▶ PROBLEM TO WORK ON
Swap "pin" for "point" in the stretch of the listing from the line containing "mark the black jacket | one pin per instance." through the end of the listing, and write that stretch out again with nothing else changed.

▶ RECORDS FOR PROCESSING
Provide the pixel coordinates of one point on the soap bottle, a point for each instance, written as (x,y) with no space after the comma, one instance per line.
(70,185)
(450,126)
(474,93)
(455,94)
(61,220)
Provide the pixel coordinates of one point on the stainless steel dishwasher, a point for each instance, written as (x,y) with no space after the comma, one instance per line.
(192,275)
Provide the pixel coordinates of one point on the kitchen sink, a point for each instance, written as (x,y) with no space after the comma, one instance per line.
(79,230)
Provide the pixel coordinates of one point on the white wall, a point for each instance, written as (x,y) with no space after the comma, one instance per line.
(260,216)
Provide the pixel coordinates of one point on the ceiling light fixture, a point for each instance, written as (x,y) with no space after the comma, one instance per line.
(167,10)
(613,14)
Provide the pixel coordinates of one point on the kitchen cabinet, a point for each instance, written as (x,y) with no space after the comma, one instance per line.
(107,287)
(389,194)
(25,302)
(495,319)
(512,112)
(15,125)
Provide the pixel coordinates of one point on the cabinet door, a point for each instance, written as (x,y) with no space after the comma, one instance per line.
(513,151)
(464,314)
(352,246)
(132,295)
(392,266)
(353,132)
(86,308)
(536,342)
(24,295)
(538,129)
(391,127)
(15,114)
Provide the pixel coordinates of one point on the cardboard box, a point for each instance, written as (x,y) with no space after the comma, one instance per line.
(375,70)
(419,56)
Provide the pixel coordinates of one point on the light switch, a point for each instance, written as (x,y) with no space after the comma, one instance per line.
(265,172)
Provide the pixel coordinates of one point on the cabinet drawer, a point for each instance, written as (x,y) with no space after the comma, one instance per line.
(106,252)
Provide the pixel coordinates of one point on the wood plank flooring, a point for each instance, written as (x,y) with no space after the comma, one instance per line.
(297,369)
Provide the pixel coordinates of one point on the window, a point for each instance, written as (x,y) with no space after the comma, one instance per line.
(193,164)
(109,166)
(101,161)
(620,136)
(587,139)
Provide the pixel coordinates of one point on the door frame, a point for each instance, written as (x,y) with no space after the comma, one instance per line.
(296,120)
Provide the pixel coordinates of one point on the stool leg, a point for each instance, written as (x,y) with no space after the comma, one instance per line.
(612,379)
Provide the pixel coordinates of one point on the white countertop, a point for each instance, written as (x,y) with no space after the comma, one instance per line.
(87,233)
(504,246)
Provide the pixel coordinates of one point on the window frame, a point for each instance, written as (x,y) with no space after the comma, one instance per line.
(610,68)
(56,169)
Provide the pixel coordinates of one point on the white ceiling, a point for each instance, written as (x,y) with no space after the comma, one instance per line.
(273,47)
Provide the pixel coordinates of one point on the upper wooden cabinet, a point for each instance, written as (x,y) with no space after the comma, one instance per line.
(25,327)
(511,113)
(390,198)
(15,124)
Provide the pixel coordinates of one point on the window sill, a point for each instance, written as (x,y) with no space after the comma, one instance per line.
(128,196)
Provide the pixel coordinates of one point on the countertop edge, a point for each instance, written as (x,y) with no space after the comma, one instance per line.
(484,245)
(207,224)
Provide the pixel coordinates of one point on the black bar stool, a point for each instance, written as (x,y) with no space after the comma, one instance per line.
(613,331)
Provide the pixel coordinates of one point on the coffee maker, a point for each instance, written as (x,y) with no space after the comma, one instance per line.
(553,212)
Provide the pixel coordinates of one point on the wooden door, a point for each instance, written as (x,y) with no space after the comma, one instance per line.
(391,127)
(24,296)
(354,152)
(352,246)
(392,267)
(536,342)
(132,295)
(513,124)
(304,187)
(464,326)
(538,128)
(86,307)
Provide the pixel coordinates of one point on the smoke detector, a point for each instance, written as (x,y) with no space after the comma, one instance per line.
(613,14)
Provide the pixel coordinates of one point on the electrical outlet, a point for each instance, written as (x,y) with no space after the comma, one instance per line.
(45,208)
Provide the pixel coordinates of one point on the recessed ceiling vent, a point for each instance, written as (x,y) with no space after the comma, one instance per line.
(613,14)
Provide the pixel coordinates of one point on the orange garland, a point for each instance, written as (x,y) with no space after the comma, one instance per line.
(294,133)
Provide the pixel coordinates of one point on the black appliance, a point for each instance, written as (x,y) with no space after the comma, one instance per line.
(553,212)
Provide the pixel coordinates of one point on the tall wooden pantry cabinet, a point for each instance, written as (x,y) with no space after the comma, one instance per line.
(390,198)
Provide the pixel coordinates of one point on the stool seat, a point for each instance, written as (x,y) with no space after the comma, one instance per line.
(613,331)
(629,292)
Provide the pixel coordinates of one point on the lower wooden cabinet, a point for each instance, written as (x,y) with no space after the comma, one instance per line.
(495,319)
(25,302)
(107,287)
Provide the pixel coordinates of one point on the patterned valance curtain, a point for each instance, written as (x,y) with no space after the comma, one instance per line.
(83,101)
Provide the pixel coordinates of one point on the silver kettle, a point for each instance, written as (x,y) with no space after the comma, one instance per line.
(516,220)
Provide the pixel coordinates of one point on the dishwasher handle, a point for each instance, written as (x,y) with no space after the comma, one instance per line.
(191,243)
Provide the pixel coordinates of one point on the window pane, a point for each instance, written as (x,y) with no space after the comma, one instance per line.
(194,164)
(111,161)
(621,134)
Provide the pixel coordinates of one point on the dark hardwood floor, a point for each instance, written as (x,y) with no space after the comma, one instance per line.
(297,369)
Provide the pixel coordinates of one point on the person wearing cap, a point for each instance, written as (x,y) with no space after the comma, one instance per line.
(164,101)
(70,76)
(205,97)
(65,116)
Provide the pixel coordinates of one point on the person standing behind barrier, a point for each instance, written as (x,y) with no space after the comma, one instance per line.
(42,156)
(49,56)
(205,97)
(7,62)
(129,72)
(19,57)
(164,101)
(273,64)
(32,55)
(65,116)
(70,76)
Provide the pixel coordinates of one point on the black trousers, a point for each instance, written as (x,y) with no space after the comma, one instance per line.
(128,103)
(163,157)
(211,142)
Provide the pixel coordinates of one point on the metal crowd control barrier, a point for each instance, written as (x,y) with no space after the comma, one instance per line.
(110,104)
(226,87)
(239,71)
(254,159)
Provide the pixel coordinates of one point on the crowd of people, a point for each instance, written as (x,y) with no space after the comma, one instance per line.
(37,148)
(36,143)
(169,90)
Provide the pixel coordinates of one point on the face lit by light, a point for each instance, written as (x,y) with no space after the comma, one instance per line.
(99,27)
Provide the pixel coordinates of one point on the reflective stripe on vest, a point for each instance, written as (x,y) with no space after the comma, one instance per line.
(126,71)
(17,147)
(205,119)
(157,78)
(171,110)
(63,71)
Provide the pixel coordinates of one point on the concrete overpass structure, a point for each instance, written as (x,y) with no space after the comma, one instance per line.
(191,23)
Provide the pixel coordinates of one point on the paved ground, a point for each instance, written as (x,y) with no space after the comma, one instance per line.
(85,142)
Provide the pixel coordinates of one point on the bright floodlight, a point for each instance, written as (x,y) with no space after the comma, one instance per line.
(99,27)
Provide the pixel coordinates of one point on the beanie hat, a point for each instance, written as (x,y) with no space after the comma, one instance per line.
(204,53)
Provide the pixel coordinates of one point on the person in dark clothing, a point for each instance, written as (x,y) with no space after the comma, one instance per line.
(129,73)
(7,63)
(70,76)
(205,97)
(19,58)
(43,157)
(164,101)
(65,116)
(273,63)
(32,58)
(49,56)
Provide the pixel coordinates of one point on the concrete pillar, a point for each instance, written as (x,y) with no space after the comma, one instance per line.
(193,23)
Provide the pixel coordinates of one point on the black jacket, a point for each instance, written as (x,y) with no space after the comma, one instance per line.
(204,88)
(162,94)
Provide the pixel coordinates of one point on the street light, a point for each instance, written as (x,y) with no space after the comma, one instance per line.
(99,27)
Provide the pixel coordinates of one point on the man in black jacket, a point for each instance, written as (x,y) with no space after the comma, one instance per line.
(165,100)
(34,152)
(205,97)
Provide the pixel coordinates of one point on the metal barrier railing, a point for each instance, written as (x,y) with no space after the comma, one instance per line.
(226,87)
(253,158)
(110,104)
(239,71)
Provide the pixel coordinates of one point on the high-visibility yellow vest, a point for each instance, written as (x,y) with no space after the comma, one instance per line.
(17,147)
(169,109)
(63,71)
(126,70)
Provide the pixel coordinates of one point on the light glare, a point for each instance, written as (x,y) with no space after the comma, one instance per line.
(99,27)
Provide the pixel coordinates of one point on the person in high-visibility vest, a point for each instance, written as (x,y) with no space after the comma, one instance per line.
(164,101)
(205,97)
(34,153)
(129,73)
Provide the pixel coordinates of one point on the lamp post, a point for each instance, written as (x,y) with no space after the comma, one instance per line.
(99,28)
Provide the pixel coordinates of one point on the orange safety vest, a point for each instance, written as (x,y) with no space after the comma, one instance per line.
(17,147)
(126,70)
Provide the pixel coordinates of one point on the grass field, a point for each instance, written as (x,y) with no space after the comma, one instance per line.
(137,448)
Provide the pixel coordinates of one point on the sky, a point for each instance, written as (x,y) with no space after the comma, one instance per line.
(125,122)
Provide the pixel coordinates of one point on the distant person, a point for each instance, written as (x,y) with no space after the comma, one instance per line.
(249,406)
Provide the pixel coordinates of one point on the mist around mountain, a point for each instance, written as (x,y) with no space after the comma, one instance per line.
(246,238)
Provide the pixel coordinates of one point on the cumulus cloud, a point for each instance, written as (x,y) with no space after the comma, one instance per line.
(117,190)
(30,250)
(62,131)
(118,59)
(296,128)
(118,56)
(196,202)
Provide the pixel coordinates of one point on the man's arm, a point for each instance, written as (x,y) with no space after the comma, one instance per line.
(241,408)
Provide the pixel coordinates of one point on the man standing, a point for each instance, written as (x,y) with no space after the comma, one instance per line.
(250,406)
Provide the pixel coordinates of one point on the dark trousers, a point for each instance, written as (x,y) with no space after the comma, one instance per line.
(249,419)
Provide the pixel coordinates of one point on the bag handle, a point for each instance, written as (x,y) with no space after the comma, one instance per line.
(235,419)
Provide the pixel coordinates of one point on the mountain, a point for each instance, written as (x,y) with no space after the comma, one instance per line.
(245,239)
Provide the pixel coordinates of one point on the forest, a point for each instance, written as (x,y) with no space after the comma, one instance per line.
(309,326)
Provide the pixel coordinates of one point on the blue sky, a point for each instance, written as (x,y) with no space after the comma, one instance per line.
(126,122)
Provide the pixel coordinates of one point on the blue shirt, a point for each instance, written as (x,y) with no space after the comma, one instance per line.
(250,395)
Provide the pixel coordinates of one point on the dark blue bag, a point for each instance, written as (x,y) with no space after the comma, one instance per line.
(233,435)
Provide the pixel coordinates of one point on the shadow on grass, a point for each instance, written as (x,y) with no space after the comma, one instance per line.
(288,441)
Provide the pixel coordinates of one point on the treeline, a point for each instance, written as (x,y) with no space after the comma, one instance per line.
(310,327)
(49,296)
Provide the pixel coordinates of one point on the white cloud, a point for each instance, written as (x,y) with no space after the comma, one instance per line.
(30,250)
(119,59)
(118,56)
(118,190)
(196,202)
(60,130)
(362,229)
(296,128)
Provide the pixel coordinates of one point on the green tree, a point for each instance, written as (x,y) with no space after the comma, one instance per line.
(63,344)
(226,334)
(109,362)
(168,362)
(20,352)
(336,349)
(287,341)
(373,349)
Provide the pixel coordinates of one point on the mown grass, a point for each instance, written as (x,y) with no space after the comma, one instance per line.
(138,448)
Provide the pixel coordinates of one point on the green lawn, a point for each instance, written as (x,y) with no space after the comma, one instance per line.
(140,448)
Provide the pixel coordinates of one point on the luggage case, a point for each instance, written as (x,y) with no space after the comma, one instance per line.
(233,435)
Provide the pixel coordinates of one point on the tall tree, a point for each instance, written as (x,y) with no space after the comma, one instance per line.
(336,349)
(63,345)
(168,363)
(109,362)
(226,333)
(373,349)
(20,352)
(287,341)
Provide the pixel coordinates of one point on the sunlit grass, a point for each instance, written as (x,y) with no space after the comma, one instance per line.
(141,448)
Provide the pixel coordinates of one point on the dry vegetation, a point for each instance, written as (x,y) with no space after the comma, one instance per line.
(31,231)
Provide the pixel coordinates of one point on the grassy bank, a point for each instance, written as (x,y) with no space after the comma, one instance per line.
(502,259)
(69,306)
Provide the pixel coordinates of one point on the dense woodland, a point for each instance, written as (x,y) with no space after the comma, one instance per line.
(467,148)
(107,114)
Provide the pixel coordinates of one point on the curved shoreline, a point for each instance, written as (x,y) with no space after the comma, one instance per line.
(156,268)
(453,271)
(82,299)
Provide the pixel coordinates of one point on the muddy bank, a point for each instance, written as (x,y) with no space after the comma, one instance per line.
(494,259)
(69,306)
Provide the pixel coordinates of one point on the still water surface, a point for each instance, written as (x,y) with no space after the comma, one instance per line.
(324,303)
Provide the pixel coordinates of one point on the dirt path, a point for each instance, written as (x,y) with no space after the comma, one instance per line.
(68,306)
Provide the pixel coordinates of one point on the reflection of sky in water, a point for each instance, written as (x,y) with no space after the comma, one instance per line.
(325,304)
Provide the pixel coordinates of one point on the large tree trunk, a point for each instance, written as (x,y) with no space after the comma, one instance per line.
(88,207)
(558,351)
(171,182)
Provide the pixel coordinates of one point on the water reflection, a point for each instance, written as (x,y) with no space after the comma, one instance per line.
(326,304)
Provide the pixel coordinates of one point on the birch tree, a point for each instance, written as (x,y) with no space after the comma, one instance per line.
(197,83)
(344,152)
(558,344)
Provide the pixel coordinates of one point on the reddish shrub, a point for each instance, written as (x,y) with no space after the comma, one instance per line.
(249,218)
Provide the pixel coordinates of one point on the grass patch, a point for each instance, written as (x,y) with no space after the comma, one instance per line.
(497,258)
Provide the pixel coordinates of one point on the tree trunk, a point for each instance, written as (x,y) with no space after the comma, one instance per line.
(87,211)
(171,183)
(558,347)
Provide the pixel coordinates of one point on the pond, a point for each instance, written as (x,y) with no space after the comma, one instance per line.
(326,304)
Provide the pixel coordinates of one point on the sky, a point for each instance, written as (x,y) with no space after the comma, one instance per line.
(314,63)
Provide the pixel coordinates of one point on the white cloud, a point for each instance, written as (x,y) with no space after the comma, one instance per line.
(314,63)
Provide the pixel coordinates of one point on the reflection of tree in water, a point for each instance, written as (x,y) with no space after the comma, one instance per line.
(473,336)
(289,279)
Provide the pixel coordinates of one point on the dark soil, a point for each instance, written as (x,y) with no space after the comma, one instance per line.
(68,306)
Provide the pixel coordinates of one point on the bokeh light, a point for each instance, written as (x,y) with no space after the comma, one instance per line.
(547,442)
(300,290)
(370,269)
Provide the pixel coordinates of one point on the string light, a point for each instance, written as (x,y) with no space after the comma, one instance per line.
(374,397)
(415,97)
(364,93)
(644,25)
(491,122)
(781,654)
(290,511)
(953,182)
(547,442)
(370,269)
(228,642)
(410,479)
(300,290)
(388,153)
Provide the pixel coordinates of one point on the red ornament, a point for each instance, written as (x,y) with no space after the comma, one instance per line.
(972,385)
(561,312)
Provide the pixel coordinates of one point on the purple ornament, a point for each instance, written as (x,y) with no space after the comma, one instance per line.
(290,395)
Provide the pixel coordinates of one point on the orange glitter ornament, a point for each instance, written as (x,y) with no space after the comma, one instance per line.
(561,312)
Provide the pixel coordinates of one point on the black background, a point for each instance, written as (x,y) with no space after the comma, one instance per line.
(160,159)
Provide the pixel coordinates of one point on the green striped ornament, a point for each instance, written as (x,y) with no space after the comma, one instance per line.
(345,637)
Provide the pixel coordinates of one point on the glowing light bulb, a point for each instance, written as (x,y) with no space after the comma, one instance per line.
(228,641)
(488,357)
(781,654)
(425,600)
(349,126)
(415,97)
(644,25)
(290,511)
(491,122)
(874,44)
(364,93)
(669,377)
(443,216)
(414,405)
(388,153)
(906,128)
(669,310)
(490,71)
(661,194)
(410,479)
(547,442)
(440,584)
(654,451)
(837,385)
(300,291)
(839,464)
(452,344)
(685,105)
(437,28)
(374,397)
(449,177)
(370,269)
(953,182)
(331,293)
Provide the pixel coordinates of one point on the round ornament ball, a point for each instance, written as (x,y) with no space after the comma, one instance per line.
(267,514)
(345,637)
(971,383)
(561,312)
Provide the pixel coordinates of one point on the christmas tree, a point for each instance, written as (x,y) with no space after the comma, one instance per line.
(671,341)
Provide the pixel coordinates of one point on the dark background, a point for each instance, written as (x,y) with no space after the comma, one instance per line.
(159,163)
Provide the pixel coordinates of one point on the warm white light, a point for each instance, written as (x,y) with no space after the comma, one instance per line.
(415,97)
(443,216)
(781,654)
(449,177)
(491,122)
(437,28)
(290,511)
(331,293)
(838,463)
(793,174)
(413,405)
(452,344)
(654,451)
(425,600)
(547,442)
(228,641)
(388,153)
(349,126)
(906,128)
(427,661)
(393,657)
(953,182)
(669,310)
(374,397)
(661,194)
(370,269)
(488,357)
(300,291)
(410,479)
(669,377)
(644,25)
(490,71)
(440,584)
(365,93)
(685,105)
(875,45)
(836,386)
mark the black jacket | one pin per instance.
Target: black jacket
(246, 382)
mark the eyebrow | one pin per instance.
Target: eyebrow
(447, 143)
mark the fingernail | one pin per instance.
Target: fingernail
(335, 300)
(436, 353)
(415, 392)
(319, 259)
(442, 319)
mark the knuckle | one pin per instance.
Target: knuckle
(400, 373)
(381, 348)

▶ CORRECT OUTPUT
mark the black jacket | one point per instance.
Target: black jacket
(246, 382)
mark the eyebrow | one point per instance.
Target: eyebrow
(447, 143)
mark the fingernail | one point per instance.
Target: fingernail
(335, 300)
(436, 353)
(415, 392)
(319, 259)
(442, 319)
mark the knuckle | one point per instance.
Target: knuckle
(400, 373)
(381, 348)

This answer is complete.